* [Work to be completed]: Render all of the material below as a numbered list, leaving out any blank lines.

## START Excerpted records

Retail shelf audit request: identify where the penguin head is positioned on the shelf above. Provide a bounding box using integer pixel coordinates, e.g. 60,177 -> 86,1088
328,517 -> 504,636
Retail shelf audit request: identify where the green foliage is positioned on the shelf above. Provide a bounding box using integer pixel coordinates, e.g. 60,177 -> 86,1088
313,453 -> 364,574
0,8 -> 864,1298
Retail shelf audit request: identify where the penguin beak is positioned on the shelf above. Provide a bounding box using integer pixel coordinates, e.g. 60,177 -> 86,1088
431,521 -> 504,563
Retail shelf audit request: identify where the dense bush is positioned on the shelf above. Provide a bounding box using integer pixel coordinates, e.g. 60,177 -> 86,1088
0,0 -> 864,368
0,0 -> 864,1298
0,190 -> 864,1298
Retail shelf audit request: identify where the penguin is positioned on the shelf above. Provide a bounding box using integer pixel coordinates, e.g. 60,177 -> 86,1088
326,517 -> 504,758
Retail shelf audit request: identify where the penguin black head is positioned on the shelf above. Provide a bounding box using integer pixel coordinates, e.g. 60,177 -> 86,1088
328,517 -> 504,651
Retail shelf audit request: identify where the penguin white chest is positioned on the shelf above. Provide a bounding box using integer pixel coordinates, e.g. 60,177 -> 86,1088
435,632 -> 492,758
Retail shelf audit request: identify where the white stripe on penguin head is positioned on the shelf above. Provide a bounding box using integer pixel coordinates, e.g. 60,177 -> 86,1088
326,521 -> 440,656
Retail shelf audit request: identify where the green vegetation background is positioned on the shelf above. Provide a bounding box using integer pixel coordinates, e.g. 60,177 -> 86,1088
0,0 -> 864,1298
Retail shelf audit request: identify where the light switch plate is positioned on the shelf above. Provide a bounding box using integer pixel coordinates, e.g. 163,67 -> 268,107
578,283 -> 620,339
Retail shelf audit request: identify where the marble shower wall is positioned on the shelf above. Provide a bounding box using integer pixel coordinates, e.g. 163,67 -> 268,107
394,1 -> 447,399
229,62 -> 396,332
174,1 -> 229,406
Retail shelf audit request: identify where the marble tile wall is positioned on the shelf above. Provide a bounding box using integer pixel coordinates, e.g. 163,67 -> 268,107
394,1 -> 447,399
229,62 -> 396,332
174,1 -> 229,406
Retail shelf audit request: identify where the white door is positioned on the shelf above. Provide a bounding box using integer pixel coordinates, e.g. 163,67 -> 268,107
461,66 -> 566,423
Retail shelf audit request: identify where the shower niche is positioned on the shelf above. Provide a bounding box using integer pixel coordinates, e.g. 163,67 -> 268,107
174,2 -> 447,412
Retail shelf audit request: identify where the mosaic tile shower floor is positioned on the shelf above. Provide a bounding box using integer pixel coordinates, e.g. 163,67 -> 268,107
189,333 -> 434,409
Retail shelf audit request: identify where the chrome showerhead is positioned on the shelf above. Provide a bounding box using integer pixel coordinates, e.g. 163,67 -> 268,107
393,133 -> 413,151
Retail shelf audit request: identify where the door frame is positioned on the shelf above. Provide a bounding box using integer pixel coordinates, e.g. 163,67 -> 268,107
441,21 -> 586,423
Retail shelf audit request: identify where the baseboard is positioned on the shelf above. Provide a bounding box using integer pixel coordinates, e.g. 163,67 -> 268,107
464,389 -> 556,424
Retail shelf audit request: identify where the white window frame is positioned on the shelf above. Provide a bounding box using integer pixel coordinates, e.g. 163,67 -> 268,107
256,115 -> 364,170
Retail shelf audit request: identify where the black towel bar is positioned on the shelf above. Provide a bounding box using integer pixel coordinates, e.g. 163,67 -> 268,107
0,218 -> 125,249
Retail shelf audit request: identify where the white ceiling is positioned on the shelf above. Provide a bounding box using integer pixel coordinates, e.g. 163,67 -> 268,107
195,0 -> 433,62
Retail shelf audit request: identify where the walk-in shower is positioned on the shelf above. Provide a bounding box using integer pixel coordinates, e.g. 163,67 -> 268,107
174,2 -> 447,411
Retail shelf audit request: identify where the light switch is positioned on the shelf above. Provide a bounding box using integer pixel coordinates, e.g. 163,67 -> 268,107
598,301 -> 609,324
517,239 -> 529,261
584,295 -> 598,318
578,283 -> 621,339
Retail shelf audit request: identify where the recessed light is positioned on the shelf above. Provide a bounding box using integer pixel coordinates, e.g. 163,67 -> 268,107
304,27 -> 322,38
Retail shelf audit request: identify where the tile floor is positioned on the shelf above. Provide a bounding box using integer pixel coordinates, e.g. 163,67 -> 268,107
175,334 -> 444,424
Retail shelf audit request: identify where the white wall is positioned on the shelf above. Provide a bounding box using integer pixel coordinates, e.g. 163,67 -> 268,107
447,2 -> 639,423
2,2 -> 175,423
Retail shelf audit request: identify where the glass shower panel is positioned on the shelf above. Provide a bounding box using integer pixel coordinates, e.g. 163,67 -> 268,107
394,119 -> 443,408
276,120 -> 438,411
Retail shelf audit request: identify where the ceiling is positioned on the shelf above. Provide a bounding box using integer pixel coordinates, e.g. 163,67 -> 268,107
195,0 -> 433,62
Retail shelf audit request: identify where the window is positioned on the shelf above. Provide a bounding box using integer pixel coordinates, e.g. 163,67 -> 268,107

## END Excerpted records

* [Exercise response]:
1. Retail shelf audit request: identify where the penguin head is positioned on the shelf above. Provide a bounding box using integer pixel coordinates, e.g. 60,177 -> 86,1088
2. 328,517 -> 504,636
3. Retail shelf audit request: identify where the green foliage is positioned on the shelf above. Provide a bounding box using integer pixel coordinates, e.g. 60,177 -> 86,1088
4. 313,453 -> 364,574
5. 0,8 -> 864,1298
6. Retail shelf audit request: identify where the penguin beak is positioned on the shelf above. Provide a bounding box using integer pixel coordinates, e.g. 60,177 -> 86,1088
7. 431,521 -> 504,563
8. Retail shelf audit request: identify where the dense bush is positioned on the shelf above. Provide a bounding box using integer pixel coordinates, e.g. 60,177 -> 86,1088
9. 0,0 -> 864,368
10. 0,0 -> 864,1298
11. 0,190 -> 864,1298
12. Retail shelf audit request: identify where the penguin is positioned on the shelf above. Provide a bounding box using integer pixel coordinates, e.g. 60,177 -> 86,1088
13. 326,517 -> 504,758
14. Retail shelf audit request: identify where the penguin black head is positioned on the shelf above. Provide a bounding box using integer pixel coordinates, e.g. 60,177 -> 86,1088
15. 328,517 -> 504,651
16. Retail shelf audit request: identify where the penguin white chest is positioned on the shelf above. Provide a bounding box using integer pixel coordinates, e.g. 60,177 -> 86,1088
17. 435,632 -> 492,758
18. Retail shelf audit request: identify where the white stripe on penguin head is positioned on the shelf above. Provide a bounding box using integer pixel coordinates, e.g. 60,177 -> 86,1088
19. 326,521 -> 440,656
20. Retail shelf audit request: identify where the green vegetation background is positioned on the shelf above. Provide a bounding box using integer pixel coordinates, e.g. 60,177 -> 86,1088
21. 0,0 -> 864,1298
22. Retail shelf audit request: identify where the light switch plate is positioned on the shelf above. Provide a bounding box using integer pixel coordinates, e.g. 163,67 -> 268,107
23. 578,283 -> 620,339
24. Retail shelf audit request: identify where the marble shower wall is positioned on the shelf above. Provide a bounding box using integer pixel coordinates, e.g. 163,67 -> 268,107
25. 394,1 -> 447,399
26. 229,62 -> 396,332
27. 174,1 -> 229,406
28. Retail shelf audit request: identify where the marble tile wall is positioned on the shelf above. Provide a bounding box using integer pixel coordinates, e.g. 163,67 -> 268,107
29. 394,1 -> 447,399
30. 229,62 -> 396,332
31. 174,1 -> 229,406
32. Retail shelf audit request: identify where the white door is positioned on the shelf above. Provide a bounding box using integer pixel coordinates, e.g. 163,67 -> 268,107
33. 461,66 -> 566,423
34. Retail shelf audit request: identify where the shower niche is positioned on the shelf above. Provide a bounding box using integer pixel coordinates, e.g. 163,67 -> 268,107
35. 174,2 -> 447,412
36. Retail shelf audit request: identify where the mosaic tile shower floor is positioned on the shelf above. Provide a bounding box using integer pixel coordinates, e.g. 163,67 -> 268,107
37. 189,333 -> 434,409
38. Retail shelf audit request: identify where the chrome showerhead is positioned on the shelf above. Provide a bounding box using integer pixel coordinates, e.g. 163,67 -> 268,107
39. 393,133 -> 413,151
40. Retail shelf audit request: identify where the door frame is positioned on the shelf above. Provide a bounding box using integer pixel coordinates, e.g. 163,67 -> 268,107
41. 441,21 -> 586,423
42. Retail shelf audit request: identify where the baseboard is positioned on the shelf above. Provide a bounding box using integer pixel coordinates, e.g. 163,67 -> 268,107
43. 464,389 -> 556,424
44. Retail shelf audit request: identify where the white window frame is positioned on the shelf above. Provide a bounding box using integer pixel coordinates, e.g. 163,67 -> 268,107
45. 256,115 -> 364,170
46. Retail shelf audit request: identify where the black towel bar is positioned on the shelf above. Provide a bounding box using integer pixel coordinates, e.g. 163,67 -> 268,107
47. 0,218 -> 125,249
48. Retail shelf audit request: identify where the white ceiling is positioned on the shelf above. Provide a bounding box using integer pixel coordinates, e.g. 163,67 -> 268,107
49. 195,0 -> 433,62
50. Retail shelf audit request: identify where the walk-in shower is positioned on the shelf above. Provide a bounding box using integer pixel coordinates, e.g. 163,67 -> 268,107
51. 174,2 -> 447,411
52. Retail shelf audit request: identify where the light switch is positioned on the shelf above. Provide a bounding box using integer pixel coordinates, e.g. 163,67 -> 268,107
53. 598,301 -> 609,324
54. 517,239 -> 529,261
55. 584,295 -> 598,318
56. 578,283 -> 621,339
57. Retail shelf audit request: identify where the recessed light is positioned on the shelf above. Provide a bounding box using integer pixel coordinates, e.g. 163,67 -> 268,107
58. 304,27 -> 322,38
59. Retail shelf audit request: identify where the tile floor is positioned on the shelf above. Provide a bounding box using integer pixel coordinates, e.g. 163,67 -> 268,107
60. 175,334 -> 444,424
61. Retail shelf audit request: identify where the white wall is positioned on the shelf above. Provide a bounding box using integer pixel coordinates, e.g. 163,67 -> 268,107
62. 447,2 -> 639,423
63. 2,2 -> 175,423
64. Retail shelf audit request: identify where the glass shower panel is positioned on the shelf above. Provide a bounding box using integer pixel coordinates, e.g. 163,67 -> 268,107
65. 394,119 -> 443,408
66. 276,120 -> 438,411
67. Retail shelf audit request: identify where the ceiling is positioned on the shelf above. Provide a bounding box using integer pixel coordinates, e.g. 163,67 -> 268,107
68. 195,0 -> 433,62
69. Retail shelf audit request: identify where the window is positioned on the shelf above. Provide a bounding box using integer pixel coordinates, e.g. 163,67 -> 268,107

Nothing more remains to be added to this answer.